## Prompt:
From the line with "Place one point per instance of the person in black" through the final line, transcribe the material below character for character; include no other lines.

## Coordinate annotation records:
— Start —
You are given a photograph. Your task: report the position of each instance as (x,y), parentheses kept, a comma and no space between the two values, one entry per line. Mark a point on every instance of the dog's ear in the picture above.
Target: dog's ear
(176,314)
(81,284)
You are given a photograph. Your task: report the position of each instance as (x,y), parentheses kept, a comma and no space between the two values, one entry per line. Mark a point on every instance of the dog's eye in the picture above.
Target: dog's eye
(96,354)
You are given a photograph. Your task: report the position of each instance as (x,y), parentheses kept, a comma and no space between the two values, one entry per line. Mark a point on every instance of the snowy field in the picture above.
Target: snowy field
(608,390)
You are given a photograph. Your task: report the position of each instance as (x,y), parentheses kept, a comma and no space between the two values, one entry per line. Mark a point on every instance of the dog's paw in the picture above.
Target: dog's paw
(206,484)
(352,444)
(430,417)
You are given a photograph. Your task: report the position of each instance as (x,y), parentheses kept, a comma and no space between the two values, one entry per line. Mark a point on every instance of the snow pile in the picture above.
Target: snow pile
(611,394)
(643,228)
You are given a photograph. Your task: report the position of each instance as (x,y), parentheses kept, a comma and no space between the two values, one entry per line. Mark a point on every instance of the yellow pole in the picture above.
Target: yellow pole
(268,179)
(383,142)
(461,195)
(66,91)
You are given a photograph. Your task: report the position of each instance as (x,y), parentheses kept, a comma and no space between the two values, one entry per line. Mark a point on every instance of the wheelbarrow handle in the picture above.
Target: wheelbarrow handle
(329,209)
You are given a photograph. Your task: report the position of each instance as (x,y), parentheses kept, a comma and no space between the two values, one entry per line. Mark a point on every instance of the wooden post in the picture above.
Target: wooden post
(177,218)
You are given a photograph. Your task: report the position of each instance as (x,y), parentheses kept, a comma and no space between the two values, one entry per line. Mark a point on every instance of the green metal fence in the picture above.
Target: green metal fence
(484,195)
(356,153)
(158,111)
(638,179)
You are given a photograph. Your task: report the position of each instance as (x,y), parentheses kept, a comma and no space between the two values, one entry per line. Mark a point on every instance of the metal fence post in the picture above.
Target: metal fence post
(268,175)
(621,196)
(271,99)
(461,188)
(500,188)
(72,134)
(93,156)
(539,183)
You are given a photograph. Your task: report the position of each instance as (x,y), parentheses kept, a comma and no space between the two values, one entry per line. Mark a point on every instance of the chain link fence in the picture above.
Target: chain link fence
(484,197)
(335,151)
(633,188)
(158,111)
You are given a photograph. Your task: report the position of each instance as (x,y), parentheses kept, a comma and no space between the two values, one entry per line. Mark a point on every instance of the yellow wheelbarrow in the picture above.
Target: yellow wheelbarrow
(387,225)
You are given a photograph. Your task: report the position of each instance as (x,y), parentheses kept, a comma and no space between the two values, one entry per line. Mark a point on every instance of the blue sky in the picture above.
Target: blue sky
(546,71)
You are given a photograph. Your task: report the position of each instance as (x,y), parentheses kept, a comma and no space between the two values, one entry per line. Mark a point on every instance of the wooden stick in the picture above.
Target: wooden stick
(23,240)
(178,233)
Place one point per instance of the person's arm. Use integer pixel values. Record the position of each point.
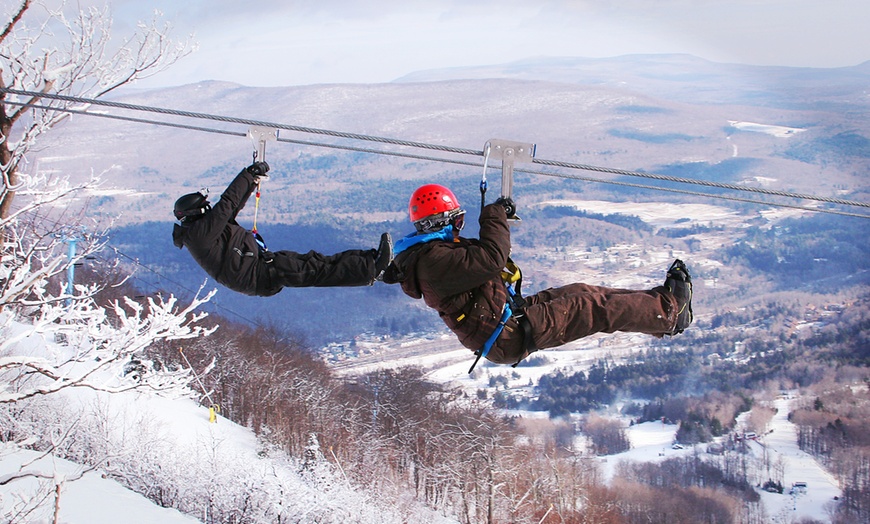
(227, 208)
(461, 268)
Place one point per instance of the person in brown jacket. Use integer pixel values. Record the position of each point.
(462, 280)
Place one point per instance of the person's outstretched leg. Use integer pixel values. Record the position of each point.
(575, 311)
(355, 267)
(581, 310)
(313, 269)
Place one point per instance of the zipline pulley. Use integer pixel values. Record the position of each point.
(260, 135)
(508, 152)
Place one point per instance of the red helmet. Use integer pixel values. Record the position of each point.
(433, 207)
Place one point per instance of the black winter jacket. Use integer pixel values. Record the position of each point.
(226, 251)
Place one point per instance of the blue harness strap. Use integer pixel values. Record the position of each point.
(484, 351)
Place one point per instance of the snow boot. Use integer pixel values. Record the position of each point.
(679, 282)
(385, 255)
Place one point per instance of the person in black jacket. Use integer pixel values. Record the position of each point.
(238, 259)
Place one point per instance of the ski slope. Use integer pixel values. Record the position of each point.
(653, 441)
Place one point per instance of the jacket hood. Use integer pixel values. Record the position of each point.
(178, 233)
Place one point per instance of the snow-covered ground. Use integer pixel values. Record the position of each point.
(653, 442)
(768, 129)
(144, 436)
(90, 499)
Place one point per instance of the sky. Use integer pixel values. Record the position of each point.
(301, 42)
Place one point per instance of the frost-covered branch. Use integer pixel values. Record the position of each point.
(102, 354)
(45, 49)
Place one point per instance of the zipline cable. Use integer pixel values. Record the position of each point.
(454, 161)
(551, 163)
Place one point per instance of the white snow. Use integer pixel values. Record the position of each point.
(218, 463)
(90, 499)
(652, 442)
(768, 129)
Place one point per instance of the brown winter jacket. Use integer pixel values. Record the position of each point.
(226, 251)
(462, 280)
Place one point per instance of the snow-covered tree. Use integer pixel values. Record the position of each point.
(47, 47)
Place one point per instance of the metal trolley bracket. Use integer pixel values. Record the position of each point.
(509, 152)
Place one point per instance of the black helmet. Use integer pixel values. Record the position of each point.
(191, 205)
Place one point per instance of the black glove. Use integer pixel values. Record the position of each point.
(258, 170)
(508, 204)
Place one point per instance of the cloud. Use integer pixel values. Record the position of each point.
(277, 42)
— End —
## Exercise result:
Place one point per instance of the person in black jacket. Use integer pixel values. Record the position of each point.
(238, 259)
Place one point per instance of the ski slope. Use integer pixel values. Record the position of each point.
(653, 441)
Place one point per instance of the jacket hood. Use integer pixel values. Record the position of each point.
(178, 233)
Place one point per instance of the snow-covered ground. Use integer pixel values. Record the position of each point.
(653, 442)
(768, 129)
(144, 436)
(90, 499)
Place one point per instance of the sky. Use integer pixel values. Record the position of each point.
(301, 42)
Place one point per instance of the frost-covered branch. Use integer pixel values. Record the position of each point.
(102, 354)
(45, 49)
Place one point per instance of the zipline cable. Use integer pixel values. Record the position of each point.
(454, 161)
(551, 163)
Place one point per instance of the white snow. Use integer pixel values. Record the position of each point.
(218, 463)
(90, 499)
(652, 442)
(768, 129)
Place one point per instance of the brown winter jacket. Use integer pixel values. Record the position of each point.
(226, 251)
(462, 280)
Place one point per instance of the snow-covered tree. Use integer pixel values. Record the position of each point.
(47, 47)
Place one point per instance of the metal trolley bracket. Use integer pixel values. Record the position of each point.
(509, 152)
Place one point per instance of the black helmet. Use integer pixel values. Record the position of each point.
(191, 205)
Place one point per instance of the black glove. Use integer pixel values. Record the position of each point.
(258, 170)
(508, 204)
Place one point per instance of the cloud. Use integer pixel values. Record the position of each point.
(277, 42)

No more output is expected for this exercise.